(某一合集中存储的条目)
%%

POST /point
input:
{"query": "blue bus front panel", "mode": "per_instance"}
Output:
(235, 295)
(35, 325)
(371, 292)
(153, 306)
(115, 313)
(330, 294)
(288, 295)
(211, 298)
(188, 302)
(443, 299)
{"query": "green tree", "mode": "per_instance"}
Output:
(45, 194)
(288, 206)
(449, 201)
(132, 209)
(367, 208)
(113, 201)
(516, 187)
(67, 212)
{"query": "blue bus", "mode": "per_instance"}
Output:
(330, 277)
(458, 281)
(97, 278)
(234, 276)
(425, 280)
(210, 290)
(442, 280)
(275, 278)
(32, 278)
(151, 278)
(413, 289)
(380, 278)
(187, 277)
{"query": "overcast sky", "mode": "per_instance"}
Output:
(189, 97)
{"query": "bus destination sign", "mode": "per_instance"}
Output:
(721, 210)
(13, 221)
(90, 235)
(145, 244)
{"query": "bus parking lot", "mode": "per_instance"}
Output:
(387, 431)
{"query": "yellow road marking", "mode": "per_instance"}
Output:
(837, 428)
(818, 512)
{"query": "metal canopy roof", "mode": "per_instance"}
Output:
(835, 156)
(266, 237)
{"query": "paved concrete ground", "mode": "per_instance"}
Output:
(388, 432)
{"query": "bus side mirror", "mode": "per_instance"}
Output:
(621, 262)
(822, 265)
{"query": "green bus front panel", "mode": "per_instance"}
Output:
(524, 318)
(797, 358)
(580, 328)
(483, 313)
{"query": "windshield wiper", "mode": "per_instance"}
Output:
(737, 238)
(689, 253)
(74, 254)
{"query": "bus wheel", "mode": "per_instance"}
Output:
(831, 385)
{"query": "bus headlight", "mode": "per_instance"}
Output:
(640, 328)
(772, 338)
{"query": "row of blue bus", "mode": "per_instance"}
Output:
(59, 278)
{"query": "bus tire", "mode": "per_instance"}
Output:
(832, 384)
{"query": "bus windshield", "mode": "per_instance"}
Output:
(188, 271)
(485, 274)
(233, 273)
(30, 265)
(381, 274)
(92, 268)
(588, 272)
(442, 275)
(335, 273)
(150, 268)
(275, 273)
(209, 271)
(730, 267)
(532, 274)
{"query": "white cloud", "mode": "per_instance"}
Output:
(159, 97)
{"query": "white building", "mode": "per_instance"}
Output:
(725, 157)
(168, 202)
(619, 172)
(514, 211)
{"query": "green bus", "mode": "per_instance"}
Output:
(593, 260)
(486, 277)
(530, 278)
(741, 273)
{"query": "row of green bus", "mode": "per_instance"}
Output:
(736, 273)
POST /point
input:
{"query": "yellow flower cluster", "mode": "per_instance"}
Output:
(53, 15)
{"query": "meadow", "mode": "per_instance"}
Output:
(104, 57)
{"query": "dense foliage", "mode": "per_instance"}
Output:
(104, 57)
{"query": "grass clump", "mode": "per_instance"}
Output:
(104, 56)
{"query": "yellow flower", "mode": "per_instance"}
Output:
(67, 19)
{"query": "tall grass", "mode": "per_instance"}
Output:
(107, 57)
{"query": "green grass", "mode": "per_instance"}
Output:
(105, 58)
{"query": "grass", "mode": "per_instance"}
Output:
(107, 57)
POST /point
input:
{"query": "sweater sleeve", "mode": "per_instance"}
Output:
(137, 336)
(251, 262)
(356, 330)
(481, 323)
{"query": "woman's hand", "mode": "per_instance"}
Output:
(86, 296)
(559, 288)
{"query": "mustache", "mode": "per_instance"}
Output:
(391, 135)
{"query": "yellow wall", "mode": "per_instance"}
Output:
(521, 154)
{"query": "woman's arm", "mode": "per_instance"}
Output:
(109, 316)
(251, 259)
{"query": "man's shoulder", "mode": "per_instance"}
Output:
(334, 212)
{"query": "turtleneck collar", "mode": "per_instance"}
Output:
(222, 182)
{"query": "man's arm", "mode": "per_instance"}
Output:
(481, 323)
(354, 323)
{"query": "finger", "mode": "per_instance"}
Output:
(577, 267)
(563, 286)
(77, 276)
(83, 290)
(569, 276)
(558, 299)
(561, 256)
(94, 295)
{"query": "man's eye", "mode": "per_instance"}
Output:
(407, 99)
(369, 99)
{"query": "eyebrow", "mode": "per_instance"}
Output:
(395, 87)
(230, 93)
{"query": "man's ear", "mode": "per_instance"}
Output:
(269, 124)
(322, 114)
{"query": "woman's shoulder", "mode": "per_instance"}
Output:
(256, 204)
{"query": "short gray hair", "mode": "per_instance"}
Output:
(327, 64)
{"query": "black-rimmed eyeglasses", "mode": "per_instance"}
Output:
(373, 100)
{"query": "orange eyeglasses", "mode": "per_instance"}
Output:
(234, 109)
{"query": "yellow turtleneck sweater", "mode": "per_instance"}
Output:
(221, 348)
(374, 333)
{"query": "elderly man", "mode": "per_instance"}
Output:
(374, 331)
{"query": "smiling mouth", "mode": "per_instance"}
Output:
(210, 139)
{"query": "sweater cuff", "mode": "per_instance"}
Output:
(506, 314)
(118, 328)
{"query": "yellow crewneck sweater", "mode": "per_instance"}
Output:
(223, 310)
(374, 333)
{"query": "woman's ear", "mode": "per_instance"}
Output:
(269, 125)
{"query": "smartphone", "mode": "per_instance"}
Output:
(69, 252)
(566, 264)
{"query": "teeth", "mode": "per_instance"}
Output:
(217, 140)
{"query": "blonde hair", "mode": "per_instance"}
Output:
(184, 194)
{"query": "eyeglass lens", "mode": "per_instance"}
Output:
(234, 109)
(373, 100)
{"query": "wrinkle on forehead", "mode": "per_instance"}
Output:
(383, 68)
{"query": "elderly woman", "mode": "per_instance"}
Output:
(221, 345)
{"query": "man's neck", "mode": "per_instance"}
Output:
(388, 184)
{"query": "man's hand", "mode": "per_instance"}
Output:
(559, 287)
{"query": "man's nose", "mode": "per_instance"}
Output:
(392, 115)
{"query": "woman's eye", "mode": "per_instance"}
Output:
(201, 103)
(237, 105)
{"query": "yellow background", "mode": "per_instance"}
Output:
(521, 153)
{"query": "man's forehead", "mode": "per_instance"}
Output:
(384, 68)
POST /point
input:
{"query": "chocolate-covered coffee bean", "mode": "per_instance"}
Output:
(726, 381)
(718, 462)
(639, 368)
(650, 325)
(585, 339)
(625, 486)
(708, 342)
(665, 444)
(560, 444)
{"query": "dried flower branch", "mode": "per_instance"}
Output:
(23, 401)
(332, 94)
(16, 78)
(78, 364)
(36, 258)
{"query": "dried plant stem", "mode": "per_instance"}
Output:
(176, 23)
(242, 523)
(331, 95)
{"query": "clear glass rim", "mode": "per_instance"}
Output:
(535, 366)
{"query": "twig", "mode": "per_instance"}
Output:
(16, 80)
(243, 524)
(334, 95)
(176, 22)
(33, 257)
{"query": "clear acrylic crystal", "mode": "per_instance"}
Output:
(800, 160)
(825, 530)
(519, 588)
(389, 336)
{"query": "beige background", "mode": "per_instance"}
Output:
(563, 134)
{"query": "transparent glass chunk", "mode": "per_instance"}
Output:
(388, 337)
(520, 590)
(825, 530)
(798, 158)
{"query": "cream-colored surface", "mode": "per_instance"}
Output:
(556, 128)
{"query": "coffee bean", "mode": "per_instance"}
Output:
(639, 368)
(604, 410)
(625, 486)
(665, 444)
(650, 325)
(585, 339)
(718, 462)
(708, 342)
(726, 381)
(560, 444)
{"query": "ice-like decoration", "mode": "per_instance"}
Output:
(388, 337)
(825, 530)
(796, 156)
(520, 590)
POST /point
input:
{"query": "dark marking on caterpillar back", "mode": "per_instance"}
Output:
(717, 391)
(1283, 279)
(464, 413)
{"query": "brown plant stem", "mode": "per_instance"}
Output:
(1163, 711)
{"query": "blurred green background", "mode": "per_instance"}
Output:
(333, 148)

%%

**题目:**
找出上面数据中所有包含字符串“clear”的行，并将这些行逐一照抄下来。

**参考解答:**
{"query": "clear glass rim", "mode": "per_instance"}
{"query": "clear acrylic crystal", "mode": "per_instance"}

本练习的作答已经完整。